» **Consigna**
Transcribe sin cambios todo el fragmento del texto proporcionado sobre Stevenson que va desde "Ahora, lo que" hasta "recurrió a Skelt.".

━━━━━ Texto proporcionado ━━━━━

Este es el espíritu que existía detrás de aquella levedad, una levedad que se parecía a los fuegos artificiales en más de un sentido. Hablamos de alguna sátira whistleriana como de una carretilla, pero las carretillas sólo pueden brillar en la oscuridad. Hay mucha diferencia entre los colores de los fuegos artificiales que están de espaldas a la bóveda de la noche y los colores de los ventanales de las iglesias que tienen las espaldas al sol.
Para aquella gente, toda la luz de la vida estaba en el primer término; no había nada en el fondo, sino un abismo. Eran más bien nihilisias que ateos, porque hay una diferencia entre adorar la nada y no adorar nada. Ahora, el interés de la nueva etapa de Stevenson, es que se detuvo de pronto en medio de todas estas cosas y se sacudió con una especie de impaciente cordura, un encogimiento de hombros de esceptisismo acerca del escepticismo. Su real distición es que tuvo el buen sentido de ver que no hay nada que hacer con la Nada. Vió que en aquel vacilante universo era absolutamente necesario asentarse de un modo u otro sobre algo; y en vez de caer de cualquier modo como todos los demás lunáticos, se puso a buscar una base sobre la cual tenerse en pie. Resueltamente, y hasta dramáticamente, se negó a volverse loco; o, lo que es mucho peor, a continuar con sus futilezas. Pero lo esencial del cuento es ahora pasado por alto; parcialmente a causa de la demasiado concentrada idolatría de los sentimentales, y parcialmente por el demasiado concentrado encono de los iconoclastas. Ellos no ven la histórica relación del hombre con su tiempo y su escuela. El fue uno entre aquel montón de artistas que dio rebeldes señales de abandonar el arte por la vida. Fué hasta uno de los decadentes que se negó a decaer.
Ahora, lo que realmente sigue siendo interesante en esta historia de Stevenson, a pesar de todas las vanas repeticiones, es la autoridad a la que apeló. Era un poco extraña; y muchos habrían dicho que su cordura era más loca que la locura. No recurrió a ningún ideal de la clase usualmente perseguida por los idealistas; no trató de edificar una filosofía optimista como Spinoza o Emerson; no predicó la venida de un tiempo mejor como Willian Morris o Wells; no recurrió al Imperialismo o al socialismo o a Escocia: recurrió a Skelt.

━━━━━ Líneas de datos ━━━━━

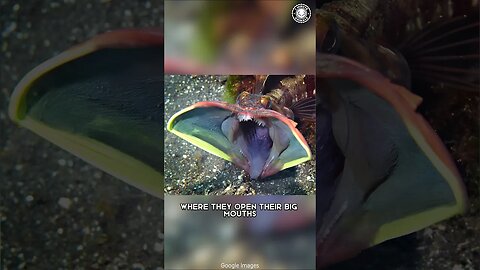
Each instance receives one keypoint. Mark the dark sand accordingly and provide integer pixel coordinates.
(57, 212)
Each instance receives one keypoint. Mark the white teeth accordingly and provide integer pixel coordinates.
(260, 122)
(244, 117)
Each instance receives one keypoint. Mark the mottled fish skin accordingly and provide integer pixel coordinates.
(292, 96)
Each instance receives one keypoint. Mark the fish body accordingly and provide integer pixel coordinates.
(382, 172)
(259, 131)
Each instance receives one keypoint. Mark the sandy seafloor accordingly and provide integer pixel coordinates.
(190, 170)
(57, 212)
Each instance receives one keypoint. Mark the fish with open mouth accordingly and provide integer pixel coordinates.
(258, 132)
(382, 171)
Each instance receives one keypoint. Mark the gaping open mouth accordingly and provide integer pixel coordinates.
(260, 141)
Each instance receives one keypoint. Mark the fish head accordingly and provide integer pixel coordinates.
(259, 140)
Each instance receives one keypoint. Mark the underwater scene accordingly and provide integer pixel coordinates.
(115, 124)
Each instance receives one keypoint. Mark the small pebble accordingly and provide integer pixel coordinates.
(138, 266)
(65, 202)
(158, 247)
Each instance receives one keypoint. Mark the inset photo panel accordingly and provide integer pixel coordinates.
(240, 134)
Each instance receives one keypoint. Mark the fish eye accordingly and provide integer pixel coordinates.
(243, 95)
(330, 42)
(266, 102)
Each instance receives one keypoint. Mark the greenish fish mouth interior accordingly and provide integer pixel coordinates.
(260, 143)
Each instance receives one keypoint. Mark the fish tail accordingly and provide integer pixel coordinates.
(445, 54)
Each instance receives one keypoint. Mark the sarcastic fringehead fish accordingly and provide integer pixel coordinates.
(258, 133)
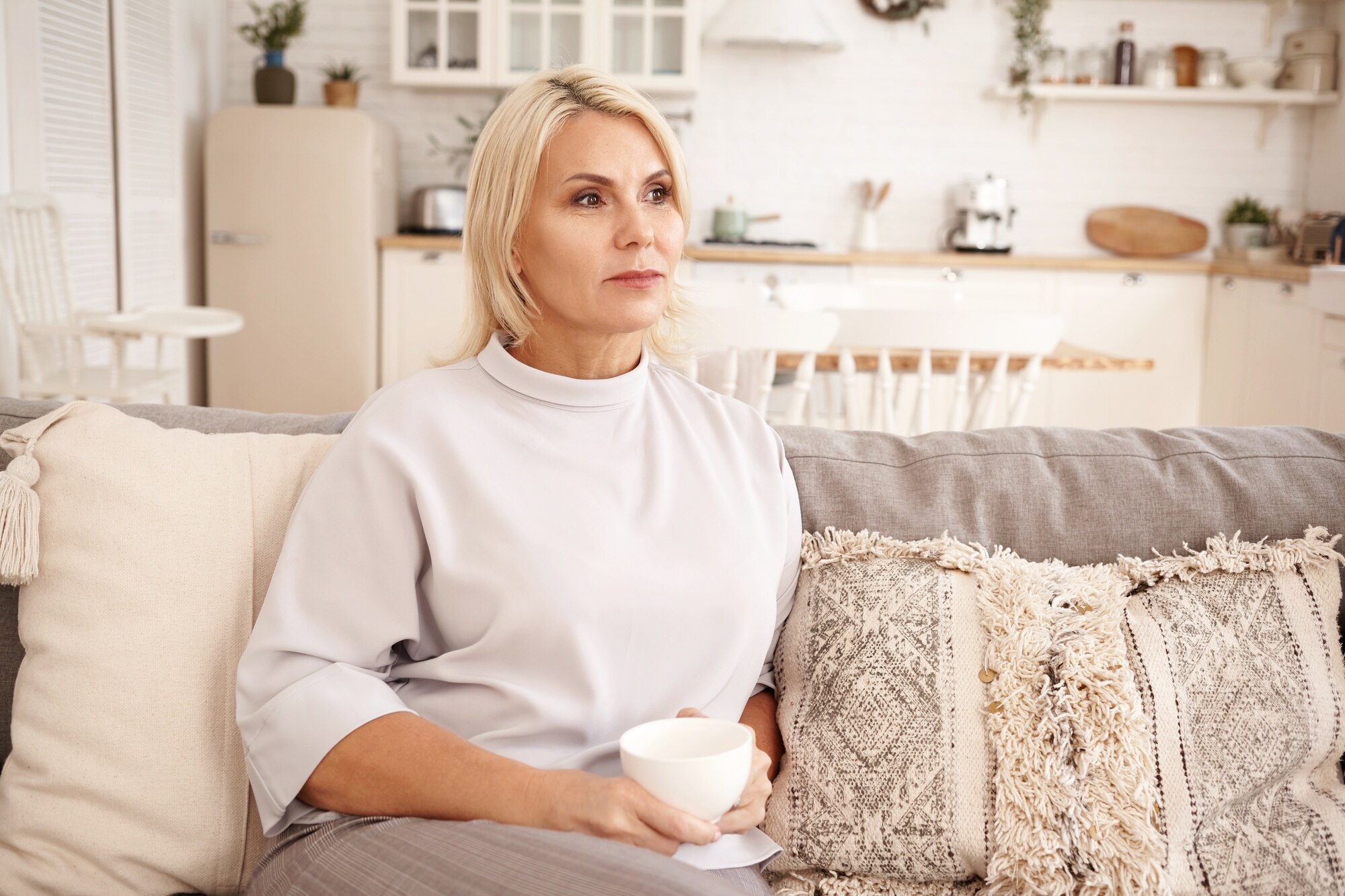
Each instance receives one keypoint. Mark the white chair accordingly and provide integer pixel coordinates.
(929, 331)
(740, 330)
(36, 286)
(828, 296)
(726, 292)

━━━━━

» **Respuesta**
Ahora, lo que realmente sigue siendo interesante en esta historia de Stevenson, a pesar de todas las vanas repeticiones, es la autoridad a la que apeló. Era un poco extraña; y muchos habrían dicho que su cordura era más loca que la locura. No recurrió a ningún ideal de la clase usualmente perseguida por los idealistas; no trató de edificar una filosofía optimista como Spinoza o Emerson; no predicó la venida de un tiempo mejor como Willian Morris o Wells; no recurrió al Imperialismo o al socialismo o a Escocia: recurrió a Skelt.